Extract to read:

American emergency physician and non-profit executive

Jarone Lee is an American physician, professor, and nonprofit executive. He is a co-founder of Health Tech Without Borders (HWTB), a global nonprofit that leverages digital tools to mitigate healthcare crises, especially in conflict zones.

In addition, he is the Vice Chief of Critical Care for the Division of Trauma, Emergency Surgery, Surgical Critical Care at Massachusetts General Hospital, and an associate professor at the Harvard Medical School.

Lee serves as Chief Medical Officer for the federal disaster medical assistance team in Massachusetts. He is also an editorial board member of BMC Anesthesiology, and serves on Boston's Live Long and Well Advisory Council established by Michelle Wu.

== Education ==
Lee earned a Doctor of Medicine from the Icahn School of Medicine at Mount Sinai in 2007 and further trained in emergency medicine at St. Luke's–Roosevelt Hospital and Massachusetts General Hospital.

== Career ==

=== Covid-19 ===
During the COVID-19 pandemic, Lee, working as an emergency medicine and critical care physician, looked for ways to augment telemedicine and telehealth, drawing on his past experiences as a disaster responder and the effectivity of such processes during Hurricane Irma. He and Paul Hattis started an interview series for CommonWealth Beacon, where Hattis asked Lee questions about what was happening on the frontlines during lockdown.

=== Russia Invasion of Ukraine ===
Lee and others co-founded HTWB in 2022 in the days after Russia invaded Ukraine to bring telehealth support for Ukrainians. It collaborated with the Ukrainian Ministry of Health to recruit volunteers, with a focus on Russian and Ukrainian-speaking medical professionals, and solicit donations from tech companies. Over 62,000 remote appointments were completed.

In 2024, Lee brought a contingent of Ukrainian doctors to Boston for two weeks of training. This included efforts in music medicine, done in collaboration with the Berklee Music and Health Institute.

Compared to the COVID-19 pandemic, Lee said he and his collaborators found that "Ukrainian efforts by necessity have been much more aggressive."

Dataset section:
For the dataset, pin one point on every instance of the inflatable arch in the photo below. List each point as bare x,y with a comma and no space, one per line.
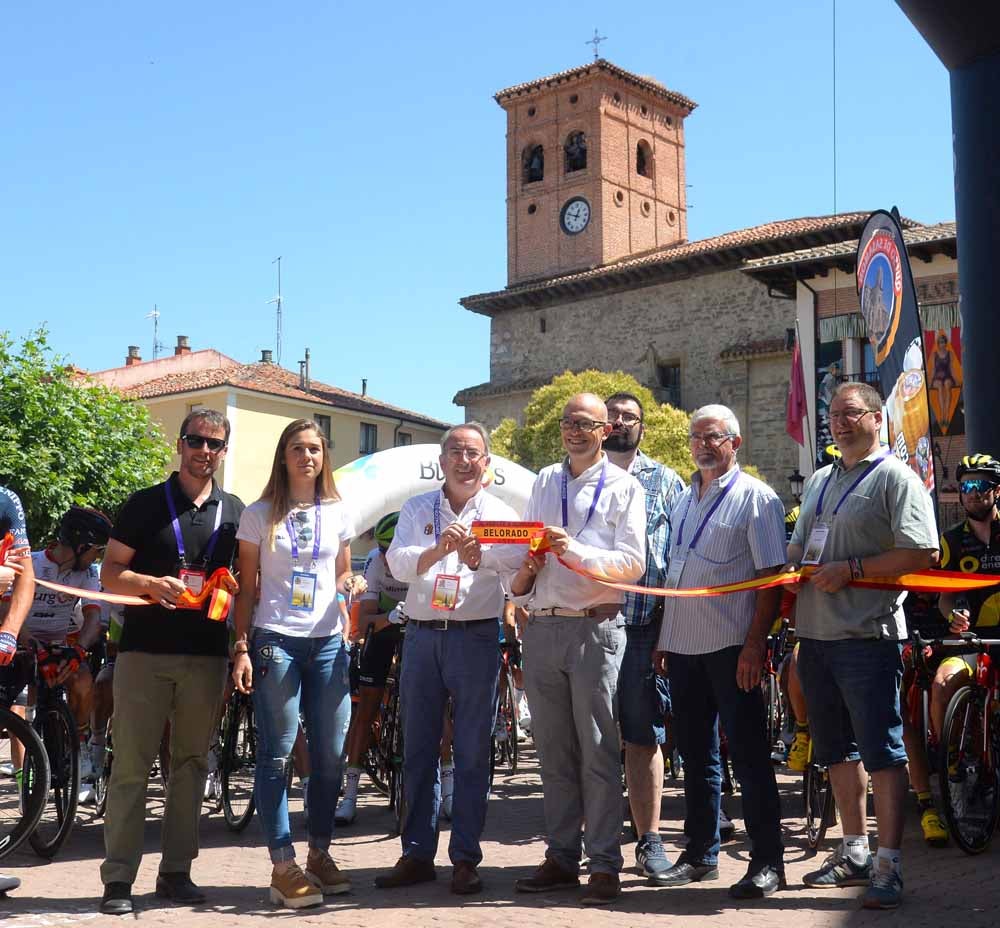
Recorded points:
377,484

What to produce: In the biography of Jarone Lee above, how many remote appointments were completed through the telehealth effort for Ukrainians?

Response: Over 62,000 remote appointments were completed.